** Start RECORDS FOR THE EXERCISE **

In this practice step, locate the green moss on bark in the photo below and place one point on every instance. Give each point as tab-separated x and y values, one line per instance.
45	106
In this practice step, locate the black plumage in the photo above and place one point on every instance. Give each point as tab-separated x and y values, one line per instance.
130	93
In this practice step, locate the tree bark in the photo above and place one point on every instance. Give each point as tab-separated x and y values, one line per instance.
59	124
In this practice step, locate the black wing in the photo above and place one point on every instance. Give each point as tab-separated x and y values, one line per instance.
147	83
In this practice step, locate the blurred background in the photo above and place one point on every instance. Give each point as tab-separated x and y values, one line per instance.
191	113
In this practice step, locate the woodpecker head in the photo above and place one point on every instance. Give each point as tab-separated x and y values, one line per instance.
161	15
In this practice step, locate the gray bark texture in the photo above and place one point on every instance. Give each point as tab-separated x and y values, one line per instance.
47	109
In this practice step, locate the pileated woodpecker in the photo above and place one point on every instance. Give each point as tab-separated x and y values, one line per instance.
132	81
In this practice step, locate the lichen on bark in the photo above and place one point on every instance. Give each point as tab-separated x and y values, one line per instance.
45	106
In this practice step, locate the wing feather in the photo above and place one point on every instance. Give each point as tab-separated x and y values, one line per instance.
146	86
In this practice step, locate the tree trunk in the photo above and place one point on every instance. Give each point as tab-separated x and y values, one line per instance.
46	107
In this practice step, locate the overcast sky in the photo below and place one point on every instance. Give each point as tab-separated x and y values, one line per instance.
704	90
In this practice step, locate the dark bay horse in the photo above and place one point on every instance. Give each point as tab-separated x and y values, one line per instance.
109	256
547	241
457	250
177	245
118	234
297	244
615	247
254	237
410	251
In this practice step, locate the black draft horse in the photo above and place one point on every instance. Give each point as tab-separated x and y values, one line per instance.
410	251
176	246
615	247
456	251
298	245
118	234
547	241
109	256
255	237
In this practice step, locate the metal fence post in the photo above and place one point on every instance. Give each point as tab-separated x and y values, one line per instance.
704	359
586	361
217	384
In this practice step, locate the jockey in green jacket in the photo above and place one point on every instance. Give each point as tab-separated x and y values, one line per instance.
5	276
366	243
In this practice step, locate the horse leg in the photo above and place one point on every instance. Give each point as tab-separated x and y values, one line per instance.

** End RECORDS FOR THE EXERCISE **

**TASK TO COMPLETE:** Copy all of the lines above without changing a single character.

**CORRECT OUTPUT:**
In this practice step, locate the green moss on bark in the photo below and place one point on every instance. Give each point as tab-separated x and y values, one line per instance.
45	106
In this practice step, locate the black plumage in the photo above and place one point on every instance. Give each point as tab-separated x and y values, one line per instance.
130	93
In this practice step, locate the tree bark in the photo above and place one point on every instance. Give each point as tab-separated x and y values, one line per instance.
59	124
In this practice step, locate the black wing in the photo above and place one point on every instance. Give each point as tab-separated x and y values, one line per instance.
147	83
In this practice step, locate the blurred background in the photo above and place one point on every instance. Give each point as tab-separated x and y values, one line per instance.
191	113
In this practice step, locate the woodpecker head in the photo above and place one point on every instance. Give each point as tab-separated x and y values, one line per instance.
161	15
In this practice step, locate the gray bark texture in the photo above and place one point on every instance. Give each point as tab-separated x and y values, one line per instance.
47	109
In this practice step, locate the pileated woodpecker in the photo above and place one point on every instance. Give each point as tab-separated x and y values, one line per instance.
132	81
In this practice step, locate the lichen on bark in the photo above and place one point on every instance. Give each point as tab-separated x and y values, one line per instance.
45	106
In this practice step, locate the wing feather in the photo above and place one point on every instance. Give each point as tab-separated x and y values, one line per instance.
146	86
In this practice step, locate the tree trunk in the photo above and place one point on every instance. Give each point as tab-separated x and y values, one line per instance.
46	107
In this practice step, locate the overcast sky in the photo below and place one point on every instance. Give each point as tab-separated x and y values, one line per instance.
704	90
In this practice step, locate the dark bay horse in the photo above and place one point on every instance. Give each point as tab-separated x and y values, one line per instance.
109	256
547	241
457	250
177	245
118	234
297	244
615	247
254	237
410	251
In this practice step, locate the black draft horse in the photo above and place one point on every instance. Give each point as tab-separated x and y values, one line per instance.
410	251
176	246
615	247
456	251
298	245
118	234
547	241
109	256
255	237
In this practice step, locate the metal fence post in the photo above and place one point on every instance. Give each point as tab-separated x and y values, one line per instance.
704	359
586	361
217	384
In this practice step, locate the jockey in green jacket in the photo above and place one point on every instance. Give each point as tab-separated x and y values, one line per instance.
5	276
366	243
In this practice step, locate the horse leg in the photo above and place one point on every instance. Give each point as tab-separated x and y values, one line per instance.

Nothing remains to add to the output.